* Work to be completed *
What you return should match every record exactly, with the images removed.
** START Records shown **
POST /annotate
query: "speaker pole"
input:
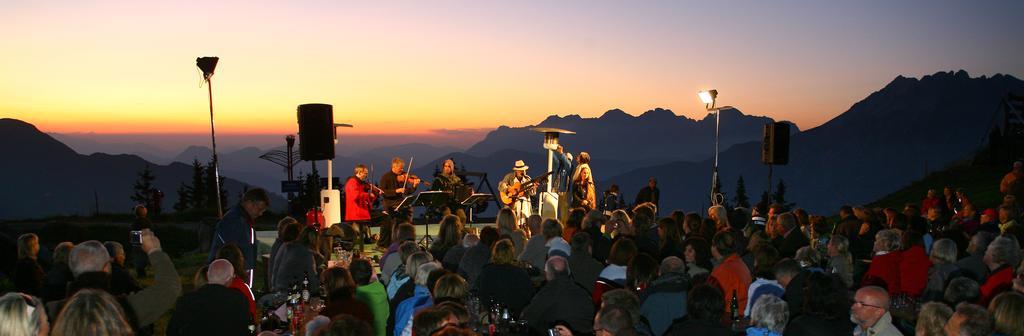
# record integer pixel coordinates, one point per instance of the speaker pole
(207, 65)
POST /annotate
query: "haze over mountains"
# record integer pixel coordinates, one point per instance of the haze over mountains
(881, 143)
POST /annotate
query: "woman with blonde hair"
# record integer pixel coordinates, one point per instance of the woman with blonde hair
(23, 315)
(720, 216)
(449, 236)
(29, 275)
(583, 190)
(503, 281)
(932, 319)
(1007, 309)
(507, 226)
(91, 312)
(840, 259)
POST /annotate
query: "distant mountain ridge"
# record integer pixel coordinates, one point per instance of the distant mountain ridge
(46, 177)
(880, 144)
(656, 134)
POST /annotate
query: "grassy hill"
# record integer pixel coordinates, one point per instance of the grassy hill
(980, 182)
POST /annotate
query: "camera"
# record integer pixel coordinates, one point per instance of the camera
(135, 238)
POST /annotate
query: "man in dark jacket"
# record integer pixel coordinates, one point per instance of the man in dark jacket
(89, 262)
(585, 267)
(665, 299)
(560, 299)
(214, 308)
(238, 226)
(649, 194)
(788, 239)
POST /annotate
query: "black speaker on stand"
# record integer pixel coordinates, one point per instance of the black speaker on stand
(775, 148)
(315, 131)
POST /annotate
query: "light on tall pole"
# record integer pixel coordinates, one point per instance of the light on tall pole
(207, 65)
(709, 97)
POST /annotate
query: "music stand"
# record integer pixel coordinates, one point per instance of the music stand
(473, 200)
(431, 198)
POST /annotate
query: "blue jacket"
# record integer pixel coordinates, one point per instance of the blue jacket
(403, 313)
(236, 227)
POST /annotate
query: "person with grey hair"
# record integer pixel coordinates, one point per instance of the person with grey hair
(560, 299)
(943, 268)
(885, 270)
(1000, 257)
(121, 281)
(962, 289)
(665, 298)
(973, 264)
(970, 320)
(788, 238)
(55, 287)
(768, 317)
(213, 308)
(421, 299)
(23, 315)
(870, 312)
(90, 263)
(625, 299)
(932, 319)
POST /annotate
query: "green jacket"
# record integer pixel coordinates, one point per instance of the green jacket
(375, 296)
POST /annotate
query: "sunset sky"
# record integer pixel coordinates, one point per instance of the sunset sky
(418, 67)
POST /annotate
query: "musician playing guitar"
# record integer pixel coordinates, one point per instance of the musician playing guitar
(359, 197)
(515, 187)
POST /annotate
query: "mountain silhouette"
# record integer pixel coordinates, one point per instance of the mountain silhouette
(656, 135)
(46, 177)
(881, 143)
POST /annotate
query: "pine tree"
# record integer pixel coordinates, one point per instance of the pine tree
(718, 191)
(779, 196)
(184, 198)
(197, 193)
(143, 186)
(741, 200)
(211, 190)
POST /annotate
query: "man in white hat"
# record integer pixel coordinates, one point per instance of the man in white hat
(520, 202)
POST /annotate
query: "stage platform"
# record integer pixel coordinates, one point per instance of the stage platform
(265, 238)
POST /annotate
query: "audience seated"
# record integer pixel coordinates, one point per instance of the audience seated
(1000, 257)
(731, 275)
(55, 287)
(213, 308)
(503, 282)
(825, 308)
(89, 263)
(29, 276)
(371, 292)
(91, 311)
(421, 299)
(870, 312)
(23, 315)
(970, 320)
(705, 310)
(585, 267)
(477, 256)
(665, 298)
(768, 317)
(884, 270)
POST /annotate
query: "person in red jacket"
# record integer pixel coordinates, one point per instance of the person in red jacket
(1000, 257)
(731, 274)
(913, 264)
(359, 198)
(885, 270)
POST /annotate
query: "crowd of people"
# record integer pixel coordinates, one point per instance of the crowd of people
(937, 267)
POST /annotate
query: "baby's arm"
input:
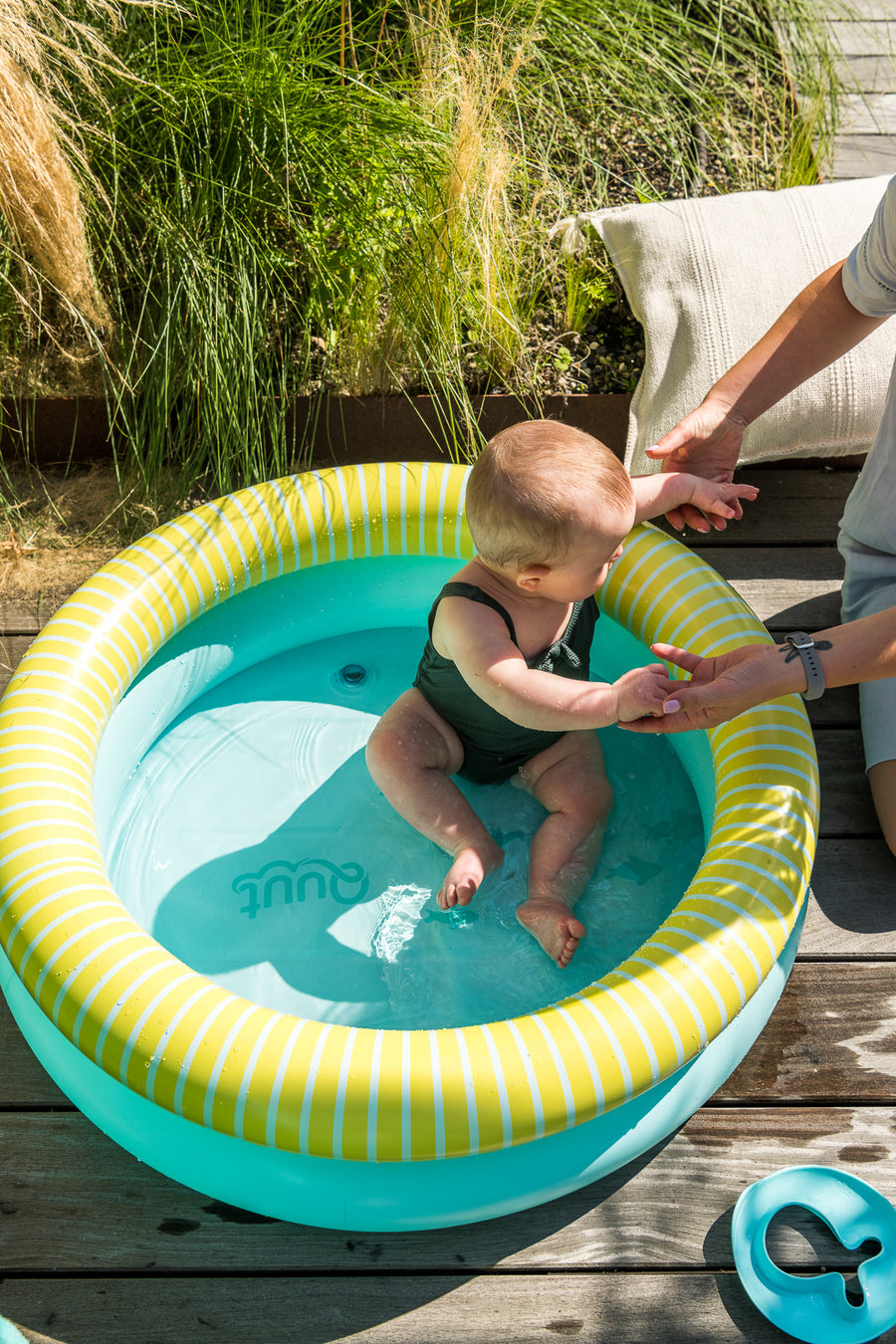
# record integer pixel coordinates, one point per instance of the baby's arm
(668, 491)
(492, 665)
** END Records shown **
* Written solution *
POST /annotate
query: "speaker pole"
input:
# record integer pixel coordinates, one point per instance of the speaker pole
(207, 65)
POST /annotate
query: "haze over mountains"
# record integer pixel coordinates, one point per instance of the haze over mountains
(881, 143)
POST /annotate
query: "woman with blonde hair"
# record integer pixel coordinates, one point per instance of the woman with blonde hair
(23, 315)
(720, 216)
(449, 236)
(29, 275)
(583, 190)
(503, 281)
(932, 319)
(1007, 309)
(507, 226)
(91, 312)
(840, 259)
POST /annotate
query: "distant mountain ridge"
# record integer pixel coordinates, one point per instance of the distant mountain ridge
(46, 177)
(880, 144)
(656, 134)
POST /annotate
query: "grassy hill"
# record integer pixel coordinates, one point per instance of the grassy hill
(980, 182)
POST /annotate
query: "camera"
# record integer pixel coordinates, one point per instance of the camera
(135, 238)
POST /annotate
query: "man in dark jacket"
# record integer pixel coordinates, one point per instance of the man in dark jacket
(89, 262)
(585, 267)
(665, 299)
(560, 299)
(214, 308)
(238, 226)
(649, 194)
(788, 239)
POST /annotate
query: "black speaker on stand"
# record integer pixel coordinates, one point per instance of the black speaker on stand
(775, 148)
(315, 131)
POST /annotate
query: "light on tall pole"
# record integer pixel coordinates, one point per instance of the light on tall pole
(207, 65)
(709, 97)
POST /annotate
query: "music stand"
# record integer pixel coordinates, one point per instance of the music stand
(473, 200)
(431, 198)
POST /annotate
query: "blue jacket"
# record integer pixel coordinates, one point per instance of the blue jacket
(403, 313)
(236, 227)
POST /annotate
query: "person with grey hair"
# record integer pixel coordinates, one point per instance of the person with grey hair
(560, 299)
(943, 268)
(885, 270)
(1000, 257)
(121, 281)
(962, 289)
(665, 298)
(973, 264)
(970, 320)
(788, 238)
(55, 287)
(768, 317)
(213, 308)
(421, 299)
(23, 315)
(870, 312)
(90, 263)
(625, 299)
(932, 319)
POST /annotate
query: "green jacket"
# record integer pixel coordinates, one point per instance of the green jacket
(375, 296)
POST /annotate
query: "sunset sky"
# record integer pixel coordinates, one point per instance of the sunset sky
(418, 67)
POST /annotate
query: "musician playing guitar"
# record integer pixel coordinates, one point per instance of the musician playing guitar
(359, 197)
(515, 187)
POST /annotate
query: "mountain silhouette"
# record integer pixel coordinates, one point per instance of the mountain silhouette
(656, 135)
(46, 177)
(881, 143)
POST /annotate
query: "pine tree"
# record integer pixel coordinates, one point per instance of the pine tree
(718, 191)
(779, 196)
(184, 198)
(197, 193)
(143, 186)
(741, 200)
(211, 190)
POST /annotate
query: "man in white hat"
# record integer pixel coordinates, one point per instance of the man in white hat
(520, 202)
POST /annotate
query: "stage platform"
# record integer pixel coordinates, one point per instance of the stage platform
(265, 238)
POST /annotate
query: "audience seated"
# record integer pixel coordinates, one point per instance of the audience seated
(1000, 257)
(731, 275)
(55, 287)
(213, 308)
(503, 282)
(825, 308)
(89, 263)
(29, 276)
(371, 292)
(91, 311)
(421, 299)
(870, 312)
(23, 315)
(970, 320)
(705, 310)
(585, 267)
(477, 256)
(665, 298)
(768, 317)
(884, 270)
POST /annotate
query: "person in red jacket"
# record integer pixel coordinates, one point per instance of the person in red jacket
(1000, 257)
(731, 274)
(913, 264)
(359, 198)
(885, 270)
POST /annotate
query: "crowd of people"
# record integer pixel coordinates, one point per instance of the crowd of people
(937, 267)
POST /annotate
query: "baby's arm"
input:
# record integer pixel coordinates, one point per instance of the baby's arm
(668, 491)
(492, 665)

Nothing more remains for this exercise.